> **DO THIS**
Return the whole listing, keeping every character the same.

[Named-object pointing records]

——

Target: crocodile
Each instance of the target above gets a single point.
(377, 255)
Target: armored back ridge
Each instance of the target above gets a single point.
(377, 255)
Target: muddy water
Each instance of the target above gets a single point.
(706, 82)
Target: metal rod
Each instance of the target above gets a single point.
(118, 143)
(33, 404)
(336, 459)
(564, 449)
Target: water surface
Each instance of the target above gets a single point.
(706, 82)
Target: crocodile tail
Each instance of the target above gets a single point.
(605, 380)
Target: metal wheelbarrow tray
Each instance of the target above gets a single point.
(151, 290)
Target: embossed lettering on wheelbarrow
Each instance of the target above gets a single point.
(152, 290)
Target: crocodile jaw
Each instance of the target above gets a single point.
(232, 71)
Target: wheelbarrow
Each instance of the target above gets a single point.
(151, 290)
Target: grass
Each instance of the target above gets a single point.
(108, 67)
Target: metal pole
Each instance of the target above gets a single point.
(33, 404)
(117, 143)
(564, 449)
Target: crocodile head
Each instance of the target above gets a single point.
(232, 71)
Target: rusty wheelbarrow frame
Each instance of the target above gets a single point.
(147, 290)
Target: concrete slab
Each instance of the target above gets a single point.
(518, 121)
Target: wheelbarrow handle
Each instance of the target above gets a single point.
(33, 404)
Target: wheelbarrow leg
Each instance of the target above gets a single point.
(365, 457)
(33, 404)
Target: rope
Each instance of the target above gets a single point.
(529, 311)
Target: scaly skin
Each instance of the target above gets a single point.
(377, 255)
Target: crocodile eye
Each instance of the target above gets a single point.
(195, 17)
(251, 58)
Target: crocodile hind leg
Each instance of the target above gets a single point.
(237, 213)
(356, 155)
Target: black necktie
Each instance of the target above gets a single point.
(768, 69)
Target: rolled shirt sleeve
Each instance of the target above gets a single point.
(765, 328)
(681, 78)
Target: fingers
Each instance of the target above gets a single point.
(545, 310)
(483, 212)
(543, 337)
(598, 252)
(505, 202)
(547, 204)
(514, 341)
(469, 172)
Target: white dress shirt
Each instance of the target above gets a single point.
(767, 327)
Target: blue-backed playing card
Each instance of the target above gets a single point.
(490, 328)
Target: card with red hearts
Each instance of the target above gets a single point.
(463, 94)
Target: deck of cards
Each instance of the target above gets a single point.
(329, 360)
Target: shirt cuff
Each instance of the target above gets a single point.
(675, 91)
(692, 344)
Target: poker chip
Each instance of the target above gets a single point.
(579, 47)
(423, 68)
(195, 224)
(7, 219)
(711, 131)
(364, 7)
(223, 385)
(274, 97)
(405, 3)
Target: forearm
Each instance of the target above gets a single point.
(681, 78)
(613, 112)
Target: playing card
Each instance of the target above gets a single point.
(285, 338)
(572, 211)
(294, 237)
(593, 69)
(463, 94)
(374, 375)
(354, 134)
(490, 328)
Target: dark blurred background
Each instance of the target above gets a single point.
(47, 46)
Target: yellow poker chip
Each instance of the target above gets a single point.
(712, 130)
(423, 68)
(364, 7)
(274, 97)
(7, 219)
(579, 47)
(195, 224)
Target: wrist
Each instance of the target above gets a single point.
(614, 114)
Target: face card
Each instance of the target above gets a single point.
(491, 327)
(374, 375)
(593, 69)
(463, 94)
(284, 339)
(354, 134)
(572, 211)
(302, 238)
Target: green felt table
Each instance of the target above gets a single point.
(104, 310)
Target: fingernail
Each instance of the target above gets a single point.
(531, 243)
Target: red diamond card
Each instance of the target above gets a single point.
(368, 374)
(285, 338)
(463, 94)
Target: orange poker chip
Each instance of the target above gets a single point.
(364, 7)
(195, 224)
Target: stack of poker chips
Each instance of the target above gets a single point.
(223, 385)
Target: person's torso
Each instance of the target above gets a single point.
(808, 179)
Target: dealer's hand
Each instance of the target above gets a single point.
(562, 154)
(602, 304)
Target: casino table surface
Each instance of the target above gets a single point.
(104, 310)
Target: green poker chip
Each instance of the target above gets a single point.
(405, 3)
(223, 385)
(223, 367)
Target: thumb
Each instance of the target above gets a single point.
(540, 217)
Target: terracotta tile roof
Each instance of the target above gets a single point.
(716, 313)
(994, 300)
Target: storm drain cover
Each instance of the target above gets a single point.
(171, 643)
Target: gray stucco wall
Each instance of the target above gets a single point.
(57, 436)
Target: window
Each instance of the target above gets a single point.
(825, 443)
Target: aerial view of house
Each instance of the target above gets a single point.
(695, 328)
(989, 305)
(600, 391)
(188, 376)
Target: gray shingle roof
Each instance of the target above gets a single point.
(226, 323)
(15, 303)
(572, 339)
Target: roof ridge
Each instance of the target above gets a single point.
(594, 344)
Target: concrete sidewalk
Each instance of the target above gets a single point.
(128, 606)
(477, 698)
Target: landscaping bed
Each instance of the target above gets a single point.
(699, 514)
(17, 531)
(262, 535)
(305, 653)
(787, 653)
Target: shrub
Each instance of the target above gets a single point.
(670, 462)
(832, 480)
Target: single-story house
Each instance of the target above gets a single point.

——

> **RESULT FOR THIS EXERCISE**
Target: crocodile
Each instance of the target above gets a single point.
(377, 255)
Target: armored back ridge
Each instance of the target above gets a single point.
(377, 255)
Target: muddy water
Each instance of the target above gets a single point.
(706, 82)
Target: metal rod
Each instance of the target above gets a single point.
(118, 143)
(33, 404)
(336, 459)
(564, 449)
Target: water surface
Each instance of the target above gets a single point.
(706, 82)
Target: crocodile tail
Each instance of the target above gets a single point.
(605, 380)
Target: metal wheelbarrow tray
Each instance of the target above gets a single point.
(151, 290)
Target: embossed lettering on wheelbarrow
Each instance of the target above gets a single point.
(152, 290)
Target: crocodile jaw
Each instance of the target above gets a single point.
(232, 71)
Target: wheelbarrow
Each instance of the target above gets a single point.
(151, 290)
Target: grass
Each instance of the target above gets a single point.
(108, 67)
Target: metal pole
Each instance of the target above gets a single point.
(33, 404)
(117, 143)
(564, 449)
Target: crocodile head
Each instance of the target above gets a single point.
(232, 71)
Target: rusty wheelbarrow frame
Each instance of the target above gets a single point.
(147, 290)
Target: concrete slab
Each instance of the target above gets a single point.
(518, 121)
Target: wheelbarrow handle
Each instance of the target above gets a single point.
(33, 404)
Target: wheelbarrow leg
Each instance of the target above gets a single point.
(365, 457)
(33, 404)
Target: rope
Each instance of the target above gets a single point.
(529, 311)
Target: scaly skin
Each instance of the target above gets a single point.
(377, 255)
Target: crocodile eye
Each instance of the target above gets a single point.
(195, 17)
(251, 58)
Target: crocodile hind leg
Each instance of the target above gets a single point.
(237, 213)
(356, 155)
Target: black necktie
Each instance of the target above gets a single point.
(768, 69)
Target: rolled shirt sleeve
Each instance of the target above gets a single point.
(765, 328)
(681, 78)
Target: fingers
Each instance of the target above gets a single point.
(545, 310)
(483, 212)
(543, 337)
(598, 252)
(505, 202)
(547, 204)
(514, 341)
(469, 172)
Target: white dress shirt
Each instance of the target above gets a single point.
(767, 327)
Target: blue-backed playing card
Each instance of the target above gets a single point.
(490, 328)
Target: card with red hearts
Each instance of the target above gets a single point.
(463, 94)
Target: deck of cards
Each instance of the target above gets a single point.
(329, 360)
Target: shirt cuff
Each instance of the target above gets a single point.
(675, 91)
(692, 344)
Target: poker chip
Each instance of the target above gets a single point.
(579, 47)
(423, 68)
(195, 224)
(7, 219)
(711, 131)
(364, 7)
(223, 385)
(274, 97)
(405, 3)
Target: forearm
Each instance of the target above gets a single point.
(681, 78)
(613, 112)
Target: playing card
Each instance of the target above gets a single point.
(285, 338)
(572, 211)
(294, 237)
(593, 69)
(463, 94)
(374, 375)
(354, 134)
(490, 328)
Target: dark blurred background
Each instance of the target above gets a single point.
(47, 46)
Target: yellow poker chip
Each instance of the target above gets a single point.
(712, 130)
(423, 68)
(364, 7)
(274, 97)
(7, 219)
(579, 47)
(195, 224)
Target: wrist
Each instance of the target above gets a single point.
(614, 114)
Target: face card
Each instance of the target above gets a single point.
(491, 327)
(374, 375)
(593, 69)
(463, 94)
(284, 339)
(354, 134)
(572, 211)
(302, 238)
Target: green felt table
Each instance of the target above gets a single point.
(104, 310)
Target: fingernail
Each instance of the target above gets a single point.
(531, 243)
Target: red diamond card
Each instance of the target above gets a single point.
(368, 374)
(285, 338)
(463, 94)
Target: orange poker chip
Each instance of the target above gets a single point.
(364, 7)
(195, 224)
Target: stack of poker chips
Each instance of the target above gets a single point.
(223, 385)
Target: person's torso
Each instance of the target above gets a single point.
(808, 179)
Target: dealer's hand
Each instance of the target above gets a single point.
(562, 154)
(602, 304)
Target: casino table surface
Each instance of the target above gets a single point.
(104, 310)
Target: green poker chip
Each instance of the target above gets a single point.
(405, 3)
(223, 385)
(223, 367)
Target: thumb
Each instance of the target above gets a single point.
(540, 217)
Target: terracotta tile roof
Each instance of the target above gets a single point.
(716, 313)
(994, 300)
Target: storm drain cover
Each instance of the target above gets a single point.
(171, 643)
Target: gray stucco wall
Each instance of the target above gets a single point.
(57, 436)
Target: window
Each instance of the target above gets a single point.
(825, 443)
Target: aerial view of house
Each instance of the target above gets a single point.
(695, 328)
(989, 305)
(600, 391)
(188, 376)
Target: gray shingle roof
Each instance of the target above gets a single point.
(226, 323)
(15, 303)
(572, 339)
Target: roof ridge
Each instance of the target above gets a single point.
(594, 344)
Target: concrete sidewalk
Each instance of the target above gets a single point.
(128, 606)
(477, 698)
Target: landscaping bed
Each instance of the target above gets a single point.
(699, 514)
(17, 531)
(262, 535)
(305, 653)
(787, 653)
Target: shrub
Each instance of the target above gets a single point.
(670, 462)
(832, 480)
Target: single-story house
Each instance of the target above gets a single point.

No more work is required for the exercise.